**Problem details**
Write the next part of the forum thread on firearms licensing, picking up right after its last sentence.

**Text shown**

It was the prettiest sunset I had seen in some time!!


----------



## Dan H (Sep 22, 2004)

Good or bad that we have firearms licensing? I admire the freedom that people up in Vermont have: no permits. Anyone over what, 18 or 21, that can legally own a firearm can carry it. I'm sure they are still subject to some sort of background check. Now I have no problem in MA that we have the licensing process we do. We aren't subjected to any type of waiting period when we go to make a purchase, one quick call is all it takes. 
I definitely had problems with the lack of sense behind the 1994 AWB. And I will continue to have problems with Ma continuing the same criteria of the bill. Anyone with common sense knows that if you take a nice Mini-14 and take off the folding stock and flash suppressor and add a pretty pink polymer stock and a muzzle brake made from a porcelain doll it doesn't make it any less than the tool is was designed to be. What kind of fool thinks that a cosmetic attribute of a firearm makes them any more menacing? How is having one 30rd clip instead of 3 10rd clips going to convince someone to rob a liquor store or murder someone? Is lack of a folding stock going to keep a crime from being committed? 
It does seem that every gun law does nothing but try and punish/limit legally armed citizens. Does any of this stop some thug from going down to Springfield and buying a gun out of some guys trunk? I really wonder why doesn't the country try to address the causes of violence instead of the tools that are used. If someone has it in them to kill their cheating wife instead of leaving her it's not going to make much of a difference if he has a 19rd Glock, a 10rd Glock, or no Glock at all.

**Extracted data**

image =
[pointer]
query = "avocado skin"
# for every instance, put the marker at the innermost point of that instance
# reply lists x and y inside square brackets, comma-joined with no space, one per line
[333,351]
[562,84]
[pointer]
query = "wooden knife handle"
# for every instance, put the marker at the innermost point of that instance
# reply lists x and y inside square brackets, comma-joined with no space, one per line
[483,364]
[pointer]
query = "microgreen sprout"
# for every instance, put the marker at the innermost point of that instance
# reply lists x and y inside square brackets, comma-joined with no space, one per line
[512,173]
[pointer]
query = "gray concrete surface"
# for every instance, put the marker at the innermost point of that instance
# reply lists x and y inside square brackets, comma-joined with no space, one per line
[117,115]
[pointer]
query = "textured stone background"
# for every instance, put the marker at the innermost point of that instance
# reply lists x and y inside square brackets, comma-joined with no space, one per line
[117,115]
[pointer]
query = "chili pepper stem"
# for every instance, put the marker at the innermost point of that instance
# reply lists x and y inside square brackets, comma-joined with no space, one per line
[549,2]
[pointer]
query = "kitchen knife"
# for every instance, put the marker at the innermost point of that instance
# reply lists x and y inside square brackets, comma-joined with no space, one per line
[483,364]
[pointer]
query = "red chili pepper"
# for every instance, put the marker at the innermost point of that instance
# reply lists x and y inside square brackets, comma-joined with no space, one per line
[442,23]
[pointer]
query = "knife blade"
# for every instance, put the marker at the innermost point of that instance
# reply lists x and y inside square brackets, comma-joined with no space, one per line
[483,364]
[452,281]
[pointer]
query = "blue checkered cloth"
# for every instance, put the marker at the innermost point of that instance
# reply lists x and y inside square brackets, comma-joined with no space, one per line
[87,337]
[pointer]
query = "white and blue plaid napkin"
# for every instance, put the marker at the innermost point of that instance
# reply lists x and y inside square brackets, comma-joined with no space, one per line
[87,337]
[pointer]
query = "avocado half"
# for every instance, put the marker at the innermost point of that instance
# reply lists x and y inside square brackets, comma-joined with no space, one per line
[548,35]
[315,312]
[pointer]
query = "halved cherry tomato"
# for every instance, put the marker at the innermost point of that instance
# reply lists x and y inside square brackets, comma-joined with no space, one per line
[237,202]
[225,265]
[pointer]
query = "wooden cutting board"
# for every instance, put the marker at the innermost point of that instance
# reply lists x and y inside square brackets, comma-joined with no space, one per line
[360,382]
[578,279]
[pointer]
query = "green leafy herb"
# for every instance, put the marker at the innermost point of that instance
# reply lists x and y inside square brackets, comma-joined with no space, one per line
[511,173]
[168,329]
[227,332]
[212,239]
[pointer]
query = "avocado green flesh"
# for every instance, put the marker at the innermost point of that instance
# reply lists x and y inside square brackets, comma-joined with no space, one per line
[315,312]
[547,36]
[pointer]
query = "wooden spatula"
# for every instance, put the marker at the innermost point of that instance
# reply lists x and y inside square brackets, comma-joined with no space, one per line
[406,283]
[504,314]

**Output below**
Another peeve of mine is the Attorney General's consumer protection on handgun sales. If some citizen doesn't know if their chamber is loaded and doesn't know how to check they shouldn't have their permit. If they don't know pulling a 3.5lb trigger and a 10lb trigger will have the same affect, they shouldn't have their permit. How about needing a safety on a DAO pistol? The only parts that make sense are the drop test and the function test even though the limits might be too strict. 

I feel better, I needed to vent alitte


----------



## MVS (Jul 2, 2003)

just my :2c: , there is no reason for folks to own assault rifles. We are not a third world country in need of militias. We do not need to make AW's even more readily available to thugs. I worry enough about whether or not the shitbird has a handgun, not an AK47.

I do realize that if they really want one of these, they will get 'em. But at least some control, even if barely effective, is better than none. Granted in Mass the ban is still in place, but nationally dropping the AWB will make it much easier in other places to get these weapons in "the cycle"... 

Just my :2c:


----------



## SOT (Jul 30, 2004)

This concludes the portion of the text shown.